_Problem requirements_
Please go through the entries below and keep only the lines that contain the string "body", treating uppercase and lowercase as different.

_Records shown_

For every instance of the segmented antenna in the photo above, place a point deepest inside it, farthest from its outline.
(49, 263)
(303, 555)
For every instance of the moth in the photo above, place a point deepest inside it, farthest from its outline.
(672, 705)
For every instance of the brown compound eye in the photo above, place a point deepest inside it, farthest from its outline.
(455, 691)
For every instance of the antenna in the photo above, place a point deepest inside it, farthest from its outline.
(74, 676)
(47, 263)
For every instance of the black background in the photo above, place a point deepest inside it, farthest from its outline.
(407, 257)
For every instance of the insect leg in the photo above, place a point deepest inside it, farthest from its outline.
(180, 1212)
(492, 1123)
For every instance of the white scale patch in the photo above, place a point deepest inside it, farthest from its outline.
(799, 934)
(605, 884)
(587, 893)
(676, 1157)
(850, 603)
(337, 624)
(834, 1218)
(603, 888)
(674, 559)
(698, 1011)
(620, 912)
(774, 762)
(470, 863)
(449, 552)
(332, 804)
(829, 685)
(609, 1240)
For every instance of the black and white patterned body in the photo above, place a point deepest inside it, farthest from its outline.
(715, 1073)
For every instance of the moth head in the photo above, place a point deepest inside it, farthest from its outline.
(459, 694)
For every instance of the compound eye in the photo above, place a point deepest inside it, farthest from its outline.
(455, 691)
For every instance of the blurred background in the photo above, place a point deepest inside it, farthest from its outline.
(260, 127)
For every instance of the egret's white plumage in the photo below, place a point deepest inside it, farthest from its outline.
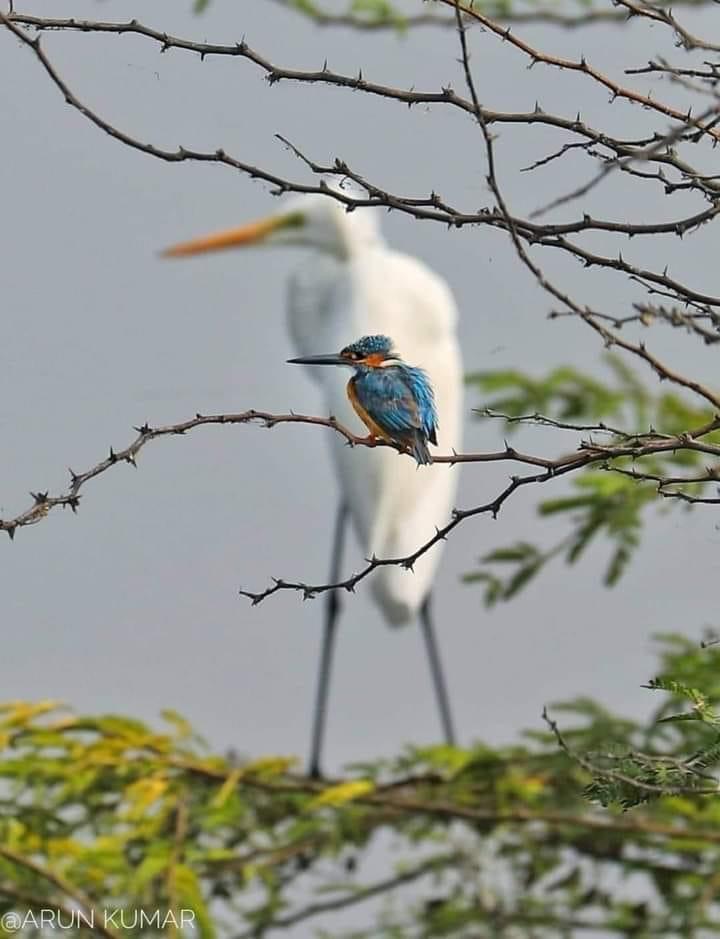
(353, 284)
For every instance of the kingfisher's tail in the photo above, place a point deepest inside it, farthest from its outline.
(420, 450)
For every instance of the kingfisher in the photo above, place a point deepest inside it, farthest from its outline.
(395, 401)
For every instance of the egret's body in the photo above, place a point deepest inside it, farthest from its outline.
(353, 284)
(377, 290)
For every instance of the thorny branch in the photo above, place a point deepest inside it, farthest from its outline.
(634, 446)
(657, 156)
(503, 14)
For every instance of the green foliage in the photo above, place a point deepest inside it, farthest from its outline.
(104, 813)
(671, 761)
(610, 498)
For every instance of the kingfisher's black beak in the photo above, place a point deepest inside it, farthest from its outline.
(320, 360)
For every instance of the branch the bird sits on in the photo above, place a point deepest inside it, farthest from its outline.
(353, 284)
(395, 401)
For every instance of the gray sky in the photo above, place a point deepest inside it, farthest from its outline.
(132, 605)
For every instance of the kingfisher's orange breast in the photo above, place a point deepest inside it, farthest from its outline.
(374, 428)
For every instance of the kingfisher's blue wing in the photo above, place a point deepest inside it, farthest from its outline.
(400, 400)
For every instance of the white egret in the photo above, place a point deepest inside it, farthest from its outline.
(352, 285)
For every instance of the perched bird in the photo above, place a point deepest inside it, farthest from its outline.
(394, 401)
(351, 283)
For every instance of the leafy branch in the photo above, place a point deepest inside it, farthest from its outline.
(610, 498)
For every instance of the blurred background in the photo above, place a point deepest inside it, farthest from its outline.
(133, 605)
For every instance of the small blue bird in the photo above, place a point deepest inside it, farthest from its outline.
(395, 401)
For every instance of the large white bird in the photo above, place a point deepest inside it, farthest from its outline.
(350, 285)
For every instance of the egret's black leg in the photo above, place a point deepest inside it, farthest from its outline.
(332, 613)
(436, 671)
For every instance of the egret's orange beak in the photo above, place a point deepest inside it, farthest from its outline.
(251, 234)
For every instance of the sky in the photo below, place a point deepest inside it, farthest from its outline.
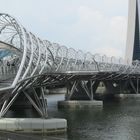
(96, 26)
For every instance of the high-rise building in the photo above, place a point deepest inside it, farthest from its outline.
(133, 32)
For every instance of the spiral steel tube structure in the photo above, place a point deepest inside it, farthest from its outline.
(27, 61)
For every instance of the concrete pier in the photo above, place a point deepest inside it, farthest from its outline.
(80, 104)
(33, 125)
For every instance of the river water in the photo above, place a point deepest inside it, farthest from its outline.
(115, 121)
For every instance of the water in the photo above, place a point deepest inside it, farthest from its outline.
(116, 121)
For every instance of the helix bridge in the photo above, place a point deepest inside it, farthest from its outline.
(29, 65)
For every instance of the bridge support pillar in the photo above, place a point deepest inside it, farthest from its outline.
(30, 97)
(81, 90)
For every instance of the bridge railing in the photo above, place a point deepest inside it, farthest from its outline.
(36, 56)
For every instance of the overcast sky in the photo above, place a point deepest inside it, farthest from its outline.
(98, 26)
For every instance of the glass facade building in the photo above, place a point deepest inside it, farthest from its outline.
(133, 33)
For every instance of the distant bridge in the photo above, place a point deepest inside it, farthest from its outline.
(28, 65)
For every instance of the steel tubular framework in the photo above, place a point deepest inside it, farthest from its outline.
(26, 61)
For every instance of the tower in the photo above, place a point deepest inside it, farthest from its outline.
(133, 33)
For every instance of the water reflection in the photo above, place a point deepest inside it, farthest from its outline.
(116, 121)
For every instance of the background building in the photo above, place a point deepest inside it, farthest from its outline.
(133, 37)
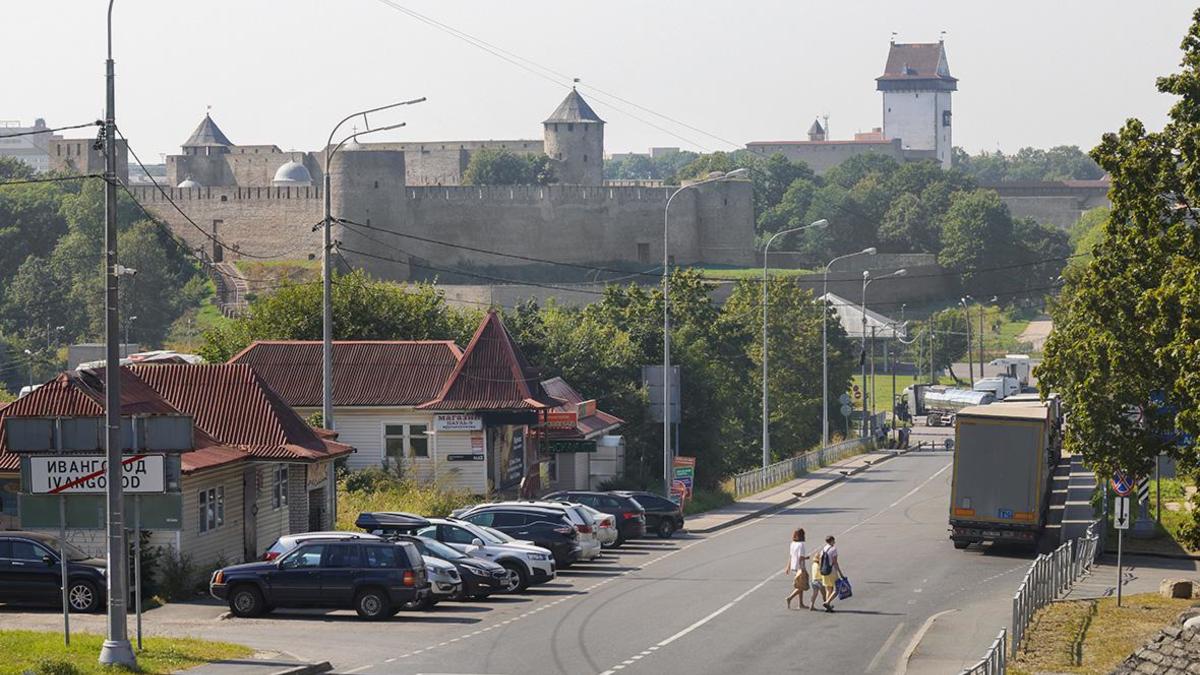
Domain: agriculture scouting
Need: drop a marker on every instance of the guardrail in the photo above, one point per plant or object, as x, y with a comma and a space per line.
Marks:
995, 662
759, 479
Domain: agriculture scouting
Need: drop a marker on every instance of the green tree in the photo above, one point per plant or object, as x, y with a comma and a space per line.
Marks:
493, 166
364, 309
1127, 327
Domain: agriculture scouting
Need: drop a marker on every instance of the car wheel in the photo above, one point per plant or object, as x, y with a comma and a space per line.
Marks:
372, 604
82, 596
517, 579
665, 529
246, 601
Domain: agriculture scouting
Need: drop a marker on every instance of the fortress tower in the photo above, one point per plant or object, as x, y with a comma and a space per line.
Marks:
574, 141
917, 87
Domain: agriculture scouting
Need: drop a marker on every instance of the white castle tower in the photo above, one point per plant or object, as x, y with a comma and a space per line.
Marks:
917, 87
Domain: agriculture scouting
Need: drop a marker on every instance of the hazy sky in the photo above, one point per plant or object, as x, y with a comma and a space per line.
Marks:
1030, 72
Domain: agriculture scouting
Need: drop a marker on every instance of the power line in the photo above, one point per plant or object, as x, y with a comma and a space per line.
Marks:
187, 217
37, 131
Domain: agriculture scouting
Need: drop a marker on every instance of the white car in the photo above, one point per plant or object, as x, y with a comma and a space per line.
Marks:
580, 519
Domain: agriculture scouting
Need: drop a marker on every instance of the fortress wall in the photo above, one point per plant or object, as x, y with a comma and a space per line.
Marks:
265, 221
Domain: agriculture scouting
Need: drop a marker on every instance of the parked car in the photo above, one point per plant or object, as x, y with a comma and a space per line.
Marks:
630, 515
663, 517
605, 526
288, 542
375, 578
526, 563
30, 572
541, 523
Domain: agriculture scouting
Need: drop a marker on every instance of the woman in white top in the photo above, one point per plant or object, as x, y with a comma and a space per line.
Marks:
796, 557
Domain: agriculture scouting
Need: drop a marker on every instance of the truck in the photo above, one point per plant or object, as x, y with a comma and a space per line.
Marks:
1003, 461
940, 404
1001, 386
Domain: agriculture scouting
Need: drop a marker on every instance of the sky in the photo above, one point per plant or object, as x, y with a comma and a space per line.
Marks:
700, 73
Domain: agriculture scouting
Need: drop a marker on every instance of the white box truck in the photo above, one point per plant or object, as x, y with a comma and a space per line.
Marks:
1003, 459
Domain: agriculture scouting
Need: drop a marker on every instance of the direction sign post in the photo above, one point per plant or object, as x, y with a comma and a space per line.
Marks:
1121, 521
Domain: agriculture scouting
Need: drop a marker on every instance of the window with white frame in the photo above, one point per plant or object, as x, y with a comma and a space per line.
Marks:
280, 487
406, 441
211, 508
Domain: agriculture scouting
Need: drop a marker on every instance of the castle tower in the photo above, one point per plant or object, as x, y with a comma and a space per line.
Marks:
574, 141
917, 87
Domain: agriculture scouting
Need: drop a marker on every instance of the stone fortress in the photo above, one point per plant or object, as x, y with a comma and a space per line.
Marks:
265, 201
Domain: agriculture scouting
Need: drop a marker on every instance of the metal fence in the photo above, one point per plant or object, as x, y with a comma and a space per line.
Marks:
759, 479
1050, 575
995, 662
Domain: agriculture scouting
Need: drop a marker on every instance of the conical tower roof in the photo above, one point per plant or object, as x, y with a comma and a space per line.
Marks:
208, 135
574, 109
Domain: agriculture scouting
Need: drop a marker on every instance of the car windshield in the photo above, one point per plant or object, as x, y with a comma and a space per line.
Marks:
438, 549
75, 553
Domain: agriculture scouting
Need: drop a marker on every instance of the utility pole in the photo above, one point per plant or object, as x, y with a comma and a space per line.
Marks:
117, 649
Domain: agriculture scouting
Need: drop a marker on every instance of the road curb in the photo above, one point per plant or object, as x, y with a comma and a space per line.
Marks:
841, 476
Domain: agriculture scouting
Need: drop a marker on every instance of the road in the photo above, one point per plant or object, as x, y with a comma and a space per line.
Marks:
690, 604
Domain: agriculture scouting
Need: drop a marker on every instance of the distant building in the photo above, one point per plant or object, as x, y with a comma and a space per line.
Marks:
916, 85
33, 149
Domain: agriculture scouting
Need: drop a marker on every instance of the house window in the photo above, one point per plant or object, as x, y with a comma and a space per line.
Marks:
406, 441
280, 487
211, 508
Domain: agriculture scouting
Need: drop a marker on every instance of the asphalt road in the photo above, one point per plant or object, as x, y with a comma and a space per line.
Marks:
690, 604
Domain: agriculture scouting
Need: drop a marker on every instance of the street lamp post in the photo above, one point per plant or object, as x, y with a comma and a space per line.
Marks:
766, 410
327, 328
867, 281
825, 344
666, 318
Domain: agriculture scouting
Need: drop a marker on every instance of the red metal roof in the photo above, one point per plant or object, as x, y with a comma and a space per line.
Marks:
77, 395
393, 372
587, 425
233, 404
492, 374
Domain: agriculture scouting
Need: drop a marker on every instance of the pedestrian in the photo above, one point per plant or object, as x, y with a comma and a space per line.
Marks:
831, 569
797, 555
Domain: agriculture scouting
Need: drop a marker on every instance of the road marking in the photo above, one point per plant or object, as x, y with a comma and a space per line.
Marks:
903, 665
887, 645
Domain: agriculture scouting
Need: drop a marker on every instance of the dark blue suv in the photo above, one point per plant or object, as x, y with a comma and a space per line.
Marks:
375, 578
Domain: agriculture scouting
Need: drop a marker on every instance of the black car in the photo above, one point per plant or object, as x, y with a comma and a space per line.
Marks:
663, 517
30, 572
375, 578
480, 578
629, 513
545, 527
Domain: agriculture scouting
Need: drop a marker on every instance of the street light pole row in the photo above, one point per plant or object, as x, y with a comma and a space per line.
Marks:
766, 410
666, 317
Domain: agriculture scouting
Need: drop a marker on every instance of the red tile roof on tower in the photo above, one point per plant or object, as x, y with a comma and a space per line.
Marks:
384, 372
233, 404
492, 374
78, 395
585, 426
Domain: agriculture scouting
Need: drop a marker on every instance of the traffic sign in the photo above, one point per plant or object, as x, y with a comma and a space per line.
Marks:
1121, 513
1144, 489
1121, 484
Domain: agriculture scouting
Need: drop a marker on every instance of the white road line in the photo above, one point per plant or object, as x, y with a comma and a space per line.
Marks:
887, 645
903, 665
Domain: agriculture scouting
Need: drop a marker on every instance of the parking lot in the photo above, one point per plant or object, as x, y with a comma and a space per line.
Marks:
345, 640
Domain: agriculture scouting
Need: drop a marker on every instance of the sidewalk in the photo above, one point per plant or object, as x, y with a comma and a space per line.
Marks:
785, 495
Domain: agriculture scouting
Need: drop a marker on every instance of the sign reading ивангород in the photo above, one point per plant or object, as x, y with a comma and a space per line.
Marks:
89, 473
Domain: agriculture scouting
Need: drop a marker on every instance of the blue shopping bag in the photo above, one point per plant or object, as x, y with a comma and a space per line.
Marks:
843, 587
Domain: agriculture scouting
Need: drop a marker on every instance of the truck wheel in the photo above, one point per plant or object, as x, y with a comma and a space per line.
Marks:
372, 604
246, 601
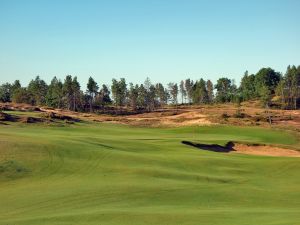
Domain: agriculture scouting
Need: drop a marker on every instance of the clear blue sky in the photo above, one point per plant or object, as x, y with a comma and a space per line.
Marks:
167, 40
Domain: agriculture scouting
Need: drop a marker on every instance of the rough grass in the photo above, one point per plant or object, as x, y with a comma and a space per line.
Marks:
112, 174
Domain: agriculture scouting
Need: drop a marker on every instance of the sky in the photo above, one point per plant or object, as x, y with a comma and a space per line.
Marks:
166, 40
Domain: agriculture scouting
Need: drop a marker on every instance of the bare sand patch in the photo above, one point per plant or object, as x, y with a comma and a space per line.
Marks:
264, 150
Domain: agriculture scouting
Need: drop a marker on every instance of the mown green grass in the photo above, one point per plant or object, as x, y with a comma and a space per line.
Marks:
91, 174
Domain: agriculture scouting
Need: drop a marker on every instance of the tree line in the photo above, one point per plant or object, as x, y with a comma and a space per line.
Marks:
267, 85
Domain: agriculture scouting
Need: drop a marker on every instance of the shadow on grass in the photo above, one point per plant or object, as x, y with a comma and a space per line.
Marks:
212, 147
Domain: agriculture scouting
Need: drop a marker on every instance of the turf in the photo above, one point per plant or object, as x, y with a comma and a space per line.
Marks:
91, 174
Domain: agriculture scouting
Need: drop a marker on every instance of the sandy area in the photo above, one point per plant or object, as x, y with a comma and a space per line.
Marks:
265, 150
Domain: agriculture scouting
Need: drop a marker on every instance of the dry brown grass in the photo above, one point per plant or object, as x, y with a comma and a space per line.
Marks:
248, 114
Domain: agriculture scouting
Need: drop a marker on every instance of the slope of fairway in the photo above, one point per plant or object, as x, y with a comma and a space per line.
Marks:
91, 174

_Response_
For every instance of the black and white patterned body in the photo above, place a point deepest inside it, farthest from its outline.
For every instance of the egret's body in the photo above, place a point deepest inside it, farthest from its outline.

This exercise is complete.